■ PASSAGE PROVIDED ■
━━━━━━━━━━━━━━━━━━━━━━━━━━━━━━
Court finds veracity of study claiming effectiveness of Prevagen is an issue for trial

A single study of effectiveness is not sufficient evidence to preclude claims that a product does not produce the results claimed in marketing and on the label.

A magistrate judge found that a study purporting to show the effectiveness of a dietary supplement intended to boost memory may be relevant to a manufacturer’s defense that the product’s marketing is false or misleading, but it does not automatically preclude such claims. The judge noted that the study was extrinsic evidence and its reliability was not an issue to be taken up in a motion to dismiss and recommended that the district court deny the motions (Engerat v. Quincy Bioscience, LLC, October 8, 2019, Hightower, S.).

Product claims. Quincy Bioscience, LLC (Quincy) manufactures, markets, sells and distributes Prevagen, which is a dietary supplement made with the protein apoequorin. Prevagen advertising and labeling claim that the product supports a “sharper mind,” “clearer thinking,” and “healthy brain function” and will “improve memory within 90 days.” Three consumers brought a class action lawsuit against Quincy alleging claims under the Texas Deceptive Trade Practices Act, breach of express and implied warranties, and a violation of the Magnuson-Moss Warranty Act. The consumers allege that the advertisements regarding Prevagen were false and misleading and designed to dupe customers into purchasing a product that has no effect on the brain.

Apoequorin. According to the complaint, Prevagen’s only active ingredient, apoequorin, is a protein that when digested is broken down into amino acid constituent parts. As a result, Prevagen never reaches the bloodstream as apoequorin and the broken down amino acids are no different than any other protein such as those found in a regular diet, which do not improve memory or brain function. Further, if Prevagen did somehow enter the bloodstream as apoequorin, it cannot pass through the blood-brain barrier and therefore can have no effect on brain function. The consumers contend that there has never been an independent, randomized, controlled clinical trial subject to a peer review process that supports the products claims and that there is no scientific basis for the representations made about the product.
━━━━━━━━━━━━━━━━━━━━━━━━━━━━━━
■ RECORD EXTRACTS ■
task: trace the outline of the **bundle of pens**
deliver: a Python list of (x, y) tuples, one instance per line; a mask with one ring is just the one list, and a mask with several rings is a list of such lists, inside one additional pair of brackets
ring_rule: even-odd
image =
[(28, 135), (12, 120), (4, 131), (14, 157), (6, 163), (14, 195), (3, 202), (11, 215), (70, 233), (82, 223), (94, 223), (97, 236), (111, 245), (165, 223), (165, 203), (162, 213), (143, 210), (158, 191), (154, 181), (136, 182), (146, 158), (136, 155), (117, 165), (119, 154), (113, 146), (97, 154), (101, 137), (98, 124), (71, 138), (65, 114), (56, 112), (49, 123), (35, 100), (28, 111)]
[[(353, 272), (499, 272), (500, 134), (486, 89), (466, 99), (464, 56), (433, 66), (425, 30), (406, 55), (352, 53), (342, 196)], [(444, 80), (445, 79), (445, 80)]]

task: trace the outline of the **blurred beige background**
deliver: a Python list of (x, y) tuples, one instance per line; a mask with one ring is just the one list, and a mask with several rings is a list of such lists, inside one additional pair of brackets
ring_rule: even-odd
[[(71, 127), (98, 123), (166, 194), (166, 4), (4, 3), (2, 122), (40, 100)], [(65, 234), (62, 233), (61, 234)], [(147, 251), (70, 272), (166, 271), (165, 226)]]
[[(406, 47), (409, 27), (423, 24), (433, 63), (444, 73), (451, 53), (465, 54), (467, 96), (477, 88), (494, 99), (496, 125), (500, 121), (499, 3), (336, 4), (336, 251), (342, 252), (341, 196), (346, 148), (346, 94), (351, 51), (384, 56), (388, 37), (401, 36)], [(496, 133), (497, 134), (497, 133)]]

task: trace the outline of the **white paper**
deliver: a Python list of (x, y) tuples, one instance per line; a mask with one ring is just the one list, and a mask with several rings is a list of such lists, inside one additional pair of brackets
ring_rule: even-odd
━━━━━━━━━━━━━━━━━━━━━━━━━━━━━━
■ TASK ■
In the court ruling on Prevagen, which protein is named as the product's only active ingredient?

■ SOLUTION FOR THIS PROBLEM ■
Apoequorin